Parts of the exercise -
[1] Reproduce the passage of the energy drinks text from "Energy drinks are" to "energy drink industry." word for word.
[2] Answer these questions from the energy drinks text, one line each:
(a) In which year did the word "energy drink" first appear in Webster's dictionary?
(b) What example of a concentrated energy shot is given?
(c) Besides carbonated, what other kind of energy drink does the text mention?

Extract to read -

****************************************

Energy Drinks

Energy Drinks

Energy drinks are beverages that contain some sort of stimulant, artificial or natural, in order to enhance mental and physical energy. They can be carbonated or noncarbonated, and are marketed in a wide array of flavors and varieties. 

Popular stimulants used in energy drinks include:

  • Caffeine
  • B vitamins
  • Sugar
  • Taurine
  • Creatine 

The first prominent energy drink was released in 1929 to be used as a recovery drink in hospitals and was rebranded as an energy drink and brought to mass market in the early 1980s. In 1995, PepsiCo became the first major beverage brand to release its own energy drink, and in 2012 the word “energy drink” first appeared in Webster’s dictionary.  Currently, Red Bull and Monster are two of the biggest names dominating the energy drink industry.

Energy drinks have seen amazing evolution. There are still traditional energy drinks, sold in cans or bottles similar to soft drinks, but we’ve also seen the introduction of tablets and powders that can be dissolved in water, as well as smaller, concentrated “energy shots” (such as 5-Hour Energy).

****************************************

Data -
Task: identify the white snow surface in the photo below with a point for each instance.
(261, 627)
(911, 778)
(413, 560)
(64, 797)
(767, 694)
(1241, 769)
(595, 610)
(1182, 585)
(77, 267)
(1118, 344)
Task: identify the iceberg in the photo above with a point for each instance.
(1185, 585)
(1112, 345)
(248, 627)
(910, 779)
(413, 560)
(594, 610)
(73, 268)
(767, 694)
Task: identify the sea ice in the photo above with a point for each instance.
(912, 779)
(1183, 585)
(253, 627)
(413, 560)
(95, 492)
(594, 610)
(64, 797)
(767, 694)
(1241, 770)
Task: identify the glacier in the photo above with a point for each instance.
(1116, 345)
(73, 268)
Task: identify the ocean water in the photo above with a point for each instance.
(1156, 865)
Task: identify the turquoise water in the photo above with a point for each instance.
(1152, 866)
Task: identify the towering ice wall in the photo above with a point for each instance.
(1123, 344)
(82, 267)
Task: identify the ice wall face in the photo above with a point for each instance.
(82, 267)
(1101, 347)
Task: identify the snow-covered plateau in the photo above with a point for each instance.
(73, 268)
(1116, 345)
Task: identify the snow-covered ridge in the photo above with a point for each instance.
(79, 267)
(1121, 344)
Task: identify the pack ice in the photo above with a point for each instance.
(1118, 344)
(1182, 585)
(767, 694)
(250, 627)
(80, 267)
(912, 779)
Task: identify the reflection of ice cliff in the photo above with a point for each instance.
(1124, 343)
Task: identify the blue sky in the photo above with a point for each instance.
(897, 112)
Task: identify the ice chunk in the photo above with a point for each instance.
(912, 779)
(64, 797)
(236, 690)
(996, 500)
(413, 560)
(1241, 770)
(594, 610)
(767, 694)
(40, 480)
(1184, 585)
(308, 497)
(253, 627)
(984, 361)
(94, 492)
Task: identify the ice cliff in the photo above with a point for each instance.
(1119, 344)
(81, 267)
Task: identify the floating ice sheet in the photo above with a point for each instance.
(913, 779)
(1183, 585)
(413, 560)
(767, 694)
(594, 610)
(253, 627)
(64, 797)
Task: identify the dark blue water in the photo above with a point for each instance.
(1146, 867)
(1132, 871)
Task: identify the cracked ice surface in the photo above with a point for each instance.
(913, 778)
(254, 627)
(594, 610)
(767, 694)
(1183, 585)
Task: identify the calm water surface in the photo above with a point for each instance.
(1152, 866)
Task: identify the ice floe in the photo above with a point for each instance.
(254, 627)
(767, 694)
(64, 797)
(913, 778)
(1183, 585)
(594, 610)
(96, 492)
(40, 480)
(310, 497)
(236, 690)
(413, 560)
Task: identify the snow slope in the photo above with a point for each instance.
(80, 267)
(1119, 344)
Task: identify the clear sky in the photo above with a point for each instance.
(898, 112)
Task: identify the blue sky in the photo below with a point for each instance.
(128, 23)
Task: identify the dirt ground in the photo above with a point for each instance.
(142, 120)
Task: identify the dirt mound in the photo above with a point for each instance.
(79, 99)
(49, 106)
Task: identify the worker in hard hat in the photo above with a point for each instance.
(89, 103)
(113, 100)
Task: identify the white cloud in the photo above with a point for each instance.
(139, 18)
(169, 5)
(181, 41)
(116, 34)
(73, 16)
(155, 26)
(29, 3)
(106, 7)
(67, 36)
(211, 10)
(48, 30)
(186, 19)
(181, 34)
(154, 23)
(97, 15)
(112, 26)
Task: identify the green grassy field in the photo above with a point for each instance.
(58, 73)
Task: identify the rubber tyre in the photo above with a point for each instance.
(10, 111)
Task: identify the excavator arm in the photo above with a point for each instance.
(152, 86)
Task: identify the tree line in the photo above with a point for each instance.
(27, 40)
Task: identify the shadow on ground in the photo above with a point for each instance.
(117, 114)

****************************************

Solutions by task -
[1]
Energy drinks are beverages that contain some sort of stimulant, artificial or natural, in order to enhance mental and physical energy. They can be carbonated or noncarbonated, and are marketed in a wide array of flavors and varieties. 

Popular stimulants used in energy drinks include:

  • Caffeine
  • B vitamins
  • Sugar
  • Taurine
  • Creatine 

The first prominent energy drink was released in 1929 to be used as a recovery drink in hospitals and was rebranded as an energy drink and brought to mass market in the early 1980s. In 1995, PepsiCo became the first major beverage brand to release its own energy drink, and in 2012 the word “energy drink” first appeared in Webster’s dictionary.  Currently, Red Bull and Monster are two of the biggest names dominating the energy drink industry.

[2]
(a) 2012
(b) 5-Hour Energy
(c) Noncarbonated